INSTRUCTIONS FOR THE TASK: Switch "dot" to "point" and give again the entries from the line containing "the man's forearm." through the end of the entries, inclusive, with everything else unchanged and the pictures left out.

==== DATASET ROWS ====

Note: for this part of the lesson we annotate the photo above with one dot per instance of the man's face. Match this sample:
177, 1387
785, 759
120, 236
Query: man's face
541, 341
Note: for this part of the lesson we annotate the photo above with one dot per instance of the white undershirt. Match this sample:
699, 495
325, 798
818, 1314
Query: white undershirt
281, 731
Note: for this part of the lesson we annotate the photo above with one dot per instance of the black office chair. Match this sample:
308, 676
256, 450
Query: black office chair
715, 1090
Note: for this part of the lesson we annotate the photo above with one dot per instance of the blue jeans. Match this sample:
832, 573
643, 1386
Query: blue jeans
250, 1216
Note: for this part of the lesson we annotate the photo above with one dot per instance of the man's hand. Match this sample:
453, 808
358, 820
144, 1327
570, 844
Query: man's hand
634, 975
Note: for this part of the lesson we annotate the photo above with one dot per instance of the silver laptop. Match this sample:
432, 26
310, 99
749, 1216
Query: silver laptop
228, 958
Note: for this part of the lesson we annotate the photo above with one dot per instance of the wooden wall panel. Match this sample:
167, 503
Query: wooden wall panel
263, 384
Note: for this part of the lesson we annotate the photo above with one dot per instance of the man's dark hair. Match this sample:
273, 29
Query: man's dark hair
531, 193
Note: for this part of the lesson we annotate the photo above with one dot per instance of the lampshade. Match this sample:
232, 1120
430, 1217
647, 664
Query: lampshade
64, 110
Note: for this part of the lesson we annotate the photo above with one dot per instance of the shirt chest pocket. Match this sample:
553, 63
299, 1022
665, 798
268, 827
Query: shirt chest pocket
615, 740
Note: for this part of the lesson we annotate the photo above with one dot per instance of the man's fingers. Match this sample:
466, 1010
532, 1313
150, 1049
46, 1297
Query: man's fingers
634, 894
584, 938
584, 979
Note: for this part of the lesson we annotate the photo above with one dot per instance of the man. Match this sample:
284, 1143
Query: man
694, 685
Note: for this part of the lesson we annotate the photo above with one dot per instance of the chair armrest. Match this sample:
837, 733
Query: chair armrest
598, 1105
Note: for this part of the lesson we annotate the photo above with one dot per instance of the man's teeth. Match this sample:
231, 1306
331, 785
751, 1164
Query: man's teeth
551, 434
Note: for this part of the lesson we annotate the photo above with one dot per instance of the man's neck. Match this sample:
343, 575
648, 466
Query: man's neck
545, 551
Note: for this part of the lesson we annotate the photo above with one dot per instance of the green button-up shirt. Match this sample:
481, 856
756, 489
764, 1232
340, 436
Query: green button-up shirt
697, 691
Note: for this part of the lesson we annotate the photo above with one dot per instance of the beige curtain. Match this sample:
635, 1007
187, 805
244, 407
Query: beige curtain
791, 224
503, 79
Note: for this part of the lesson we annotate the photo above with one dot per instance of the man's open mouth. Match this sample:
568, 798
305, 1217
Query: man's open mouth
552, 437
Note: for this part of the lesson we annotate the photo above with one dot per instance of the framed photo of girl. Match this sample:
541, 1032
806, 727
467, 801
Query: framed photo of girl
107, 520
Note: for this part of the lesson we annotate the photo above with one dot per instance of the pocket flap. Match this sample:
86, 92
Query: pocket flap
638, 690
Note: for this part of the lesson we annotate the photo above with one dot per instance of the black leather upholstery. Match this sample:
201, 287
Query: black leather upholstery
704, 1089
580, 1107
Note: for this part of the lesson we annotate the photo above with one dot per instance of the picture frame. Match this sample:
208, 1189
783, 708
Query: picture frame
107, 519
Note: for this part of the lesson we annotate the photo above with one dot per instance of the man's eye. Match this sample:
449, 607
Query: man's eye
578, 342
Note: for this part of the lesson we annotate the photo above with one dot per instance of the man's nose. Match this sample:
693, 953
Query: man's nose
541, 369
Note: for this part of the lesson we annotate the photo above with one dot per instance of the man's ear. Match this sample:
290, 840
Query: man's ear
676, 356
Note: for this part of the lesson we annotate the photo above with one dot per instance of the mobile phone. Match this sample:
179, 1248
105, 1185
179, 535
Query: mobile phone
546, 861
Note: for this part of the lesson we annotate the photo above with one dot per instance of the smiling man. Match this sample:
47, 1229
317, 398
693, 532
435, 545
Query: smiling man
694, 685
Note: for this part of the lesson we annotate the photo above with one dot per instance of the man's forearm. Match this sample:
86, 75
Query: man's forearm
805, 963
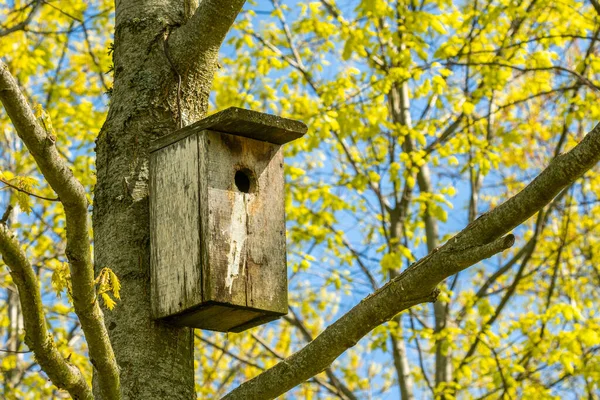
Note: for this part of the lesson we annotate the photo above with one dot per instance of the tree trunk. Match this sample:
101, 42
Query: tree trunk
156, 359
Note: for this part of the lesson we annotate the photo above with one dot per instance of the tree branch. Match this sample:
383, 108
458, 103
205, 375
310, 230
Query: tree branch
204, 32
62, 373
480, 239
73, 198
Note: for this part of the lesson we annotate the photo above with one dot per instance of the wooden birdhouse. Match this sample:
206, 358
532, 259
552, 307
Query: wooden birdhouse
217, 221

====

SOLUTION FOR THIS PROBLEM:
Note: for this part of the lesson we annotate the photo above with one point per instance of the man's forearm. Match this sample:
86, 75
Query: man's forearm
805, 963
Note: for this part of the lesson we annotate the photo above with one point per instance of the tree trunk. Match this sample:
101, 42
Query: tree trunk
156, 359
Note: for this part of the lesson we annotate the photo above with one point per instance of the tree branch. Match this sample:
383, 108
458, 103
205, 375
310, 230
Query: tree branch
204, 32
62, 373
480, 239
73, 198
Note: for this part of the lesson we annotate the photo above with one point per instance of the wooden birdhouse. Match this sample:
206, 358
532, 259
552, 307
Query: wooden birdhouse
217, 221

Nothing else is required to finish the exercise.